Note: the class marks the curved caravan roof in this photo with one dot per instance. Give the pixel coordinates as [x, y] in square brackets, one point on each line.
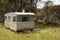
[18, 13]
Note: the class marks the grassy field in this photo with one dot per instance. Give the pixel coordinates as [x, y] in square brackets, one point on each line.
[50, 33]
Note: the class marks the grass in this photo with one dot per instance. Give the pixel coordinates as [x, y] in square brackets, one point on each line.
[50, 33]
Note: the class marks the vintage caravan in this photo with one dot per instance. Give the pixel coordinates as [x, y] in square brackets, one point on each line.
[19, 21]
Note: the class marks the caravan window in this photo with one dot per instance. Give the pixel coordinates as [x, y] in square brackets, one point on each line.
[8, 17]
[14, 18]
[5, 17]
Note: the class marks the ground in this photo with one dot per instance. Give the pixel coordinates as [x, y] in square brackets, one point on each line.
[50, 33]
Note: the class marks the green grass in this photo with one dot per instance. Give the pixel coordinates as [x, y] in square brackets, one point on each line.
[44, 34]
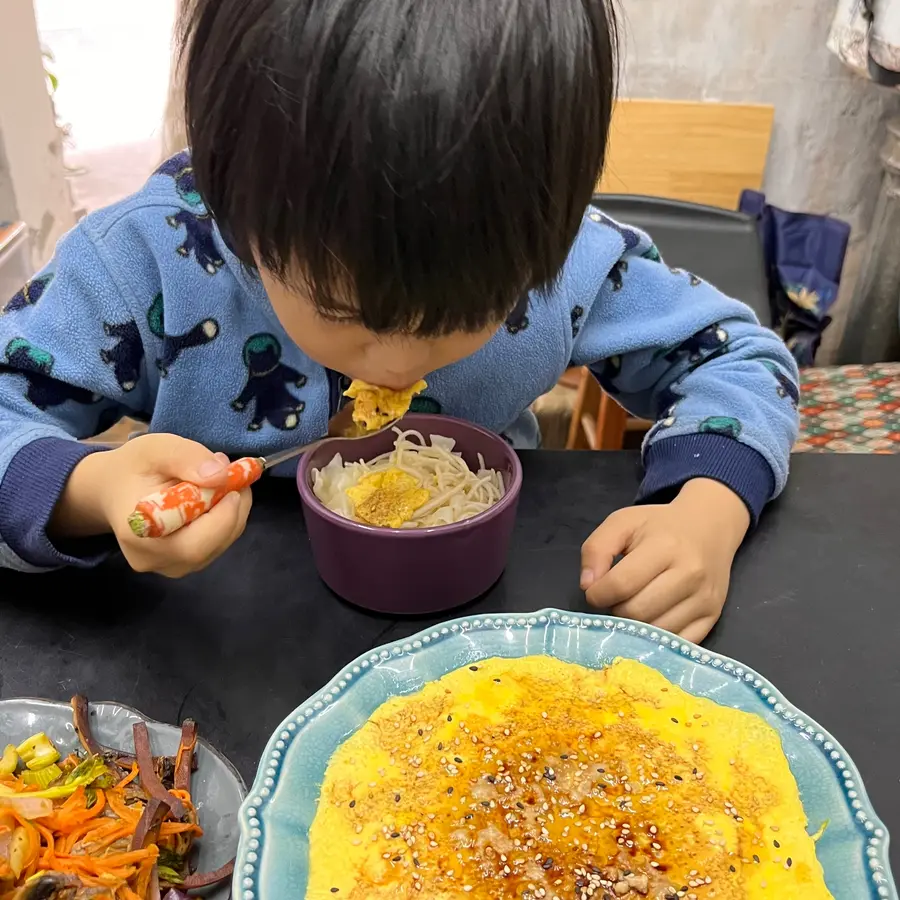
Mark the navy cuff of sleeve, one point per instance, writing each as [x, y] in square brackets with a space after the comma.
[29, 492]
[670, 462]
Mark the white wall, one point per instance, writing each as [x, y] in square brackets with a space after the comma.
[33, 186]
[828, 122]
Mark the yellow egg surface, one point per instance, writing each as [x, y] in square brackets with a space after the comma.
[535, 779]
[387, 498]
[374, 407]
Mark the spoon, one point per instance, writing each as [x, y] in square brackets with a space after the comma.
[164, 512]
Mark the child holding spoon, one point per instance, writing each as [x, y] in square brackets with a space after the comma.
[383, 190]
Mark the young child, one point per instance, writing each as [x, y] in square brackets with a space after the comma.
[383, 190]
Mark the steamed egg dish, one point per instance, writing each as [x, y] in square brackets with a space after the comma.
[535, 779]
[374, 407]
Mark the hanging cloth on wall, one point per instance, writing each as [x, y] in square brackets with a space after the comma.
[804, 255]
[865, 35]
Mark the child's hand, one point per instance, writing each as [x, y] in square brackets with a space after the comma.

◇ ◇ ◇ ◇

Reproduce, word for word, the lines of the data from the one that contains "Mark the yellow" to the end, both ends included.

Mark the yellow egg surface, one point per instance, writing each as [x, y] in square brackets with a space after the comma.
[535, 779]
[387, 498]
[374, 407]
Mark the spoon, one point per instance, writing each as [x, y] in square brackets with a space after the comma.
[164, 512]
Mark the child holding spoon, one point per instance, writing each as [x, y] in square brackets with a space after the comma.
[383, 190]
Mark the young child, one point per instance, writing each as [x, y] in square brackets with a space after the comma.
[383, 190]
Mark the steamed egg dish, one point per instance, writing each as [x, y] in square brackets with a space after the comma.
[535, 779]
[374, 407]
Mark the hanging cloth on wall, one point per instance, writing each as [x, y] in square brackets with a space after the comma.
[804, 255]
[865, 35]
Mark the child's hand, one point per instance, writing each as [x, y] in square brackets with a space after the comma.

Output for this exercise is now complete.